** START Supplied passage **

Monday 1 November 2010

Audio

Transcript

Ramona Koval: So how do you go about charting the beginnings and ends of an ocean? For Simon Winchester, Shakespeare and a former British Foreign Secretary came to the rescue.

Simon Winchester: Shakespeare, through the wonderful offices of David Owen, the former Foreign Secretary, I always carry—and indeed have in my suitcase with me now—a paperback of anthology that David Owen wrote, called Seven Ages, which he divides his lifetime's favourite poetry along the lines of the seven ages of man from As You Like It. I'm sure you all remember it, but basically the seven ages are: infancy, schoolchild, lover, soldier, justice, old man, and then return to childhood. And it struck me that in just the same way that David Owen had managed to corral his poems according to that rubric, so it might be possible to corral everything that I knew, or could find out about the Atlantic. And so the 'Infancy' chapter, for instance, would look at mankind's or humankind's first contact with the ocean, as an infant.

** END Supplied passage **
** START Record extracts **

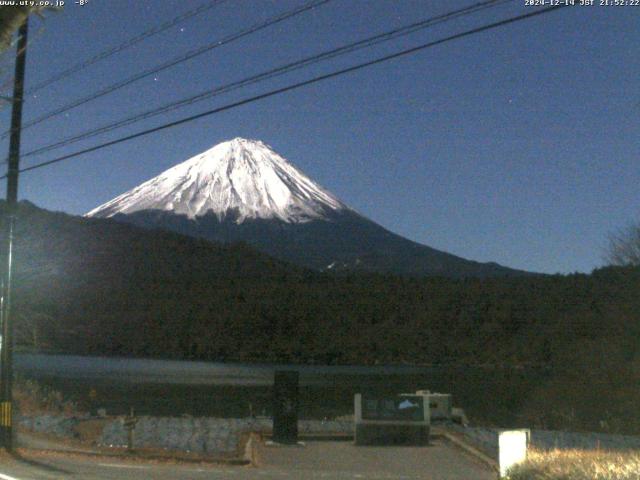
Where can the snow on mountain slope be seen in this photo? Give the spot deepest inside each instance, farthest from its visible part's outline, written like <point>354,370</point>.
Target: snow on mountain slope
<point>243,177</point>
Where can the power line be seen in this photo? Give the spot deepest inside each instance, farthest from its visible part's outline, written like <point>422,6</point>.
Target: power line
<point>175,61</point>
<point>123,46</point>
<point>295,86</point>
<point>287,68</point>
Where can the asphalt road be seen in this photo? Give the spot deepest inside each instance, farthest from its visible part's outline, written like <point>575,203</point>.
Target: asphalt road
<point>314,460</point>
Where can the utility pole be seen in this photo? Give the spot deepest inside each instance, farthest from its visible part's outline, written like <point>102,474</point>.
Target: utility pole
<point>6,345</point>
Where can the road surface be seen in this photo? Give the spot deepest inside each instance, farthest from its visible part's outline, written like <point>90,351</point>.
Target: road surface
<point>315,460</point>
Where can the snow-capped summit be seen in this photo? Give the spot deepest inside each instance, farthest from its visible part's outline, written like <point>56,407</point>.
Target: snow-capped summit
<point>243,177</point>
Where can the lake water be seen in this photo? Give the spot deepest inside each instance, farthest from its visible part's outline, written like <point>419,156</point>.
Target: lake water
<point>170,387</point>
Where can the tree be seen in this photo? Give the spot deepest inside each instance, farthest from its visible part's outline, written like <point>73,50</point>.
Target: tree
<point>624,247</point>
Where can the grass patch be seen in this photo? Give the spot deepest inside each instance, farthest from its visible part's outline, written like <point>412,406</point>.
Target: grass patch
<point>578,465</point>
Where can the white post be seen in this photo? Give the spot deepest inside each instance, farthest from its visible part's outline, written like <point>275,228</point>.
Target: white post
<point>512,449</point>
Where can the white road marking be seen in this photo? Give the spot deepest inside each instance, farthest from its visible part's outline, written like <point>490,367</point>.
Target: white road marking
<point>7,477</point>
<point>119,465</point>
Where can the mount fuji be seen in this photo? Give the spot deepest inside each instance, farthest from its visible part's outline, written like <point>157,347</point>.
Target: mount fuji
<point>242,190</point>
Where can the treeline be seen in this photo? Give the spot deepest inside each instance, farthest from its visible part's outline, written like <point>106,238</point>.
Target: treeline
<point>97,287</point>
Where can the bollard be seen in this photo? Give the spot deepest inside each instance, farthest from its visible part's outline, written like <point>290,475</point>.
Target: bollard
<point>130,425</point>
<point>512,449</point>
<point>285,407</point>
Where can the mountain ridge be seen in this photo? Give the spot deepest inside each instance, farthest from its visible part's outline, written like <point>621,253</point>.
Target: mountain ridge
<point>243,191</point>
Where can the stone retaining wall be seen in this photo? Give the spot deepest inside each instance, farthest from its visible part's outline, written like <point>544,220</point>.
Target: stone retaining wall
<point>188,434</point>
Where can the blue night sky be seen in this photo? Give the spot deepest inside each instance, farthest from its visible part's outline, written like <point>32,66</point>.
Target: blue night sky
<point>519,145</point>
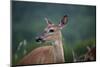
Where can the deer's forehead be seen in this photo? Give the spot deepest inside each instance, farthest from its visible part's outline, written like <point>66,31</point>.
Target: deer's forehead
<point>52,27</point>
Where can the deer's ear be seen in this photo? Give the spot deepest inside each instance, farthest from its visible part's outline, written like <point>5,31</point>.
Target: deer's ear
<point>63,21</point>
<point>47,21</point>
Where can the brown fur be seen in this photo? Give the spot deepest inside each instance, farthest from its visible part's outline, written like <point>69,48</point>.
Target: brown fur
<point>39,56</point>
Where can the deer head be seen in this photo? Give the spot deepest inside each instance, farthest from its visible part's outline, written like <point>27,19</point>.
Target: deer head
<point>52,31</point>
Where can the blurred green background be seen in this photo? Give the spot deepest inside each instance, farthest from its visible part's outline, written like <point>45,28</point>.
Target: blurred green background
<point>28,22</point>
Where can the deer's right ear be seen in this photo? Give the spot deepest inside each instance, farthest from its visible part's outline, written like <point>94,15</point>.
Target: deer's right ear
<point>63,21</point>
<point>47,21</point>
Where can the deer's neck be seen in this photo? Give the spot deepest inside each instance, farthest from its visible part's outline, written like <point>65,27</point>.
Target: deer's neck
<point>58,49</point>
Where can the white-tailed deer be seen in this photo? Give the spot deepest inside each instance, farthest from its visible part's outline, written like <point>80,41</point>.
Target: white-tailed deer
<point>48,54</point>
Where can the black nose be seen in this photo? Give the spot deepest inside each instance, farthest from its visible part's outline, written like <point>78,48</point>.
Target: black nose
<point>38,39</point>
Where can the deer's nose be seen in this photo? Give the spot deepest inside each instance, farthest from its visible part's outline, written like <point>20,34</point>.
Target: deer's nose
<point>39,39</point>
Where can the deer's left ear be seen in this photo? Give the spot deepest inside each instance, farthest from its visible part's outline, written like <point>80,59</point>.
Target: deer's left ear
<point>63,21</point>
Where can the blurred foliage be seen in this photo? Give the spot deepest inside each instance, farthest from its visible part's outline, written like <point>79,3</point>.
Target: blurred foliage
<point>28,22</point>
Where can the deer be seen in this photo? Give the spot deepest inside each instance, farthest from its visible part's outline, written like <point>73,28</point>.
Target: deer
<point>48,54</point>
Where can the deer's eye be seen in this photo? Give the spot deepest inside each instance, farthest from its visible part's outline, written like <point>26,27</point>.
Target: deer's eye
<point>51,30</point>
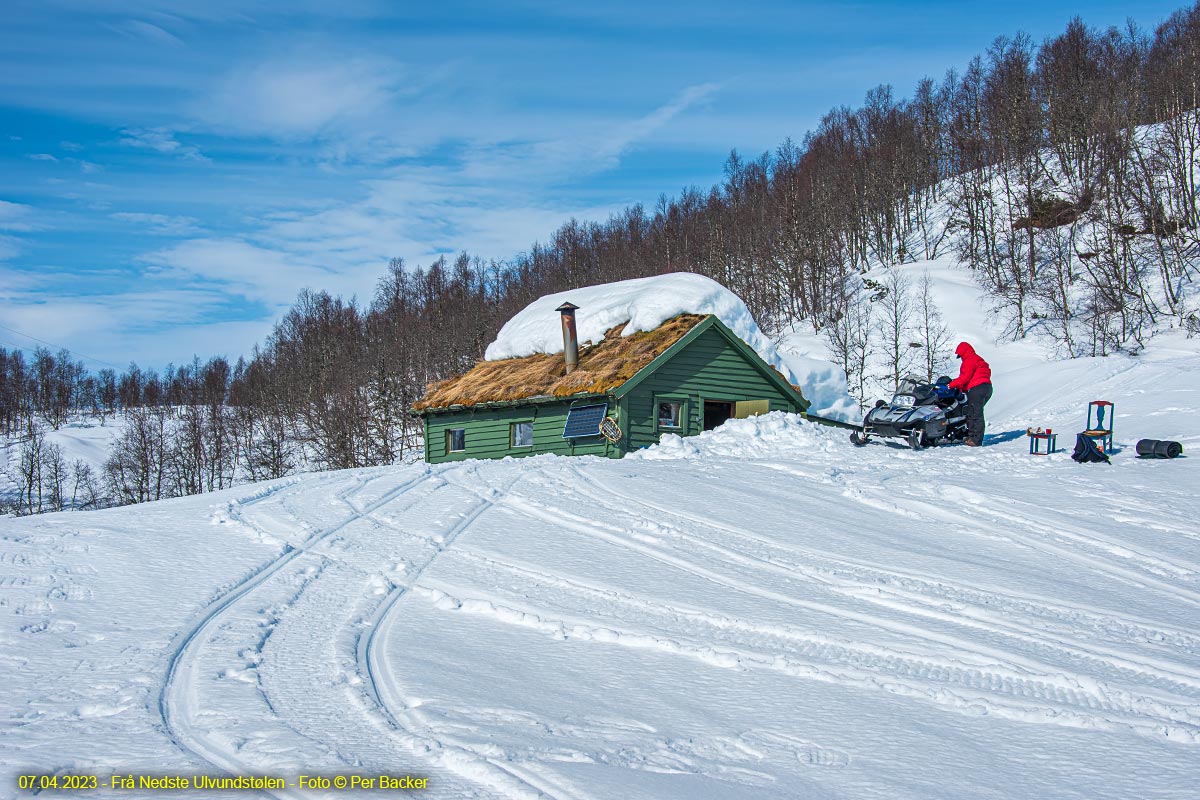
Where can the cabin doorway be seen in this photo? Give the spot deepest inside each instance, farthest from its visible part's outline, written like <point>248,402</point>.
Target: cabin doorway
<point>715,413</point>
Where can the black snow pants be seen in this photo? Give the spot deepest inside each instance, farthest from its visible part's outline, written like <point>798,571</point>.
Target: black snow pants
<point>977,397</point>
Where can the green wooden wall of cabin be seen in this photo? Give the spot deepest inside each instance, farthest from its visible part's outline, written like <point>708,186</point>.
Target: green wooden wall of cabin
<point>708,368</point>
<point>489,433</point>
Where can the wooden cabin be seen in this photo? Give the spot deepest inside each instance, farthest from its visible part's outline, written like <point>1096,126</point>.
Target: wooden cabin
<point>689,374</point>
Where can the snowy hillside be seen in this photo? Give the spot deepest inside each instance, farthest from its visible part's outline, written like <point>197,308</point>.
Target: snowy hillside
<point>760,612</point>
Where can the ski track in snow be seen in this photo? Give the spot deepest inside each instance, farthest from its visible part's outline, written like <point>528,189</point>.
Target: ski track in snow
<point>1055,697</point>
<point>309,663</point>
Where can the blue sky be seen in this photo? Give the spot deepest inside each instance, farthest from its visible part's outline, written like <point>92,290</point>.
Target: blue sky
<point>173,173</point>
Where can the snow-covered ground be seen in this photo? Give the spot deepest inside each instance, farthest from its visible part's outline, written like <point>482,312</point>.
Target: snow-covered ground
<point>760,612</point>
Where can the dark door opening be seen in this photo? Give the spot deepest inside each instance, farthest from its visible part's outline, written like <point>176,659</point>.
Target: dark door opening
<point>717,411</point>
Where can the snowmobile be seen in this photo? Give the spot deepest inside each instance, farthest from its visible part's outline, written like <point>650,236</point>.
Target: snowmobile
<point>921,413</point>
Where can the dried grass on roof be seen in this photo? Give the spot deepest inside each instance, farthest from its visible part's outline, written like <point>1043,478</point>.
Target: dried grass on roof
<point>603,367</point>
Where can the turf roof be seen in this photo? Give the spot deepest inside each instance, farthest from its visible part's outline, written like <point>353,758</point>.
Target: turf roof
<point>603,367</point>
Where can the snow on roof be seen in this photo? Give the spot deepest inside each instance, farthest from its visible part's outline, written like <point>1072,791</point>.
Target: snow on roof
<point>643,302</point>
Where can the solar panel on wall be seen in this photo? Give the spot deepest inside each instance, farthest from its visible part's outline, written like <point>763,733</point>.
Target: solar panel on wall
<point>585,421</point>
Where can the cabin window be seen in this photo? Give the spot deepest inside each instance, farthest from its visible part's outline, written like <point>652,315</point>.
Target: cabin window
<point>670,414</point>
<point>521,434</point>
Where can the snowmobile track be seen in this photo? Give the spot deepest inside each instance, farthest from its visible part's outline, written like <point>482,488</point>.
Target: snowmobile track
<point>173,701</point>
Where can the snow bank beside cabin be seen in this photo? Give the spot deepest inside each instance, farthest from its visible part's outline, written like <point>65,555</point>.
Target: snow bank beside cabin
<point>648,302</point>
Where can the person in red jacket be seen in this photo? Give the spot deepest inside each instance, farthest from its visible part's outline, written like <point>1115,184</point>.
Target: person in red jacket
<point>975,379</point>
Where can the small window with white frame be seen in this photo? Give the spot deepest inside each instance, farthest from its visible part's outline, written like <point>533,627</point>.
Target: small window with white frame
<point>521,434</point>
<point>670,415</point>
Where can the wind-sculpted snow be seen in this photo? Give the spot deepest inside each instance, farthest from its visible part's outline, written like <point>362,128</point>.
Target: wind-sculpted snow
<point>759,612</point>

** END Record extracts **

Exercise requirements
(a) Using the transcript, decide whether each statement agrees with it: (i) David Owen's anthology is titled Seven Ages; (ii) the last of the seven ages listed is old man; (iii) the 'Infancy' chapter would examine humankind's first contact with the ocean. Answer yes or no for each, quoting the deciding words.
(b) Reproduce word for word everything in the records from the line containing "Where can the dark" down to the line containing "<point>717,411</point>", with both of those lines included.
The transcript and the records were taken from unrelated sources.

Responses to the exercise
(a)
(i) Yes: "a paperback of anthology that David Owen wrote, called Seven Ages"
(ii) No: "infancy, schoolchild, lover, soldier, justice, old man, and then return to childhood"
(iii) Yes: "the 'Infancy' chapter, for instance, would look at mankind's or humankind's first contact with the ocean, as an infant"

(b)
Where can the dark door opening be seen in this photo? Give the spot deepest inside each instance, farthest from its visible part's outline, written like <point>176,659</point>.
Target: dark door opening
<point>717,411</point>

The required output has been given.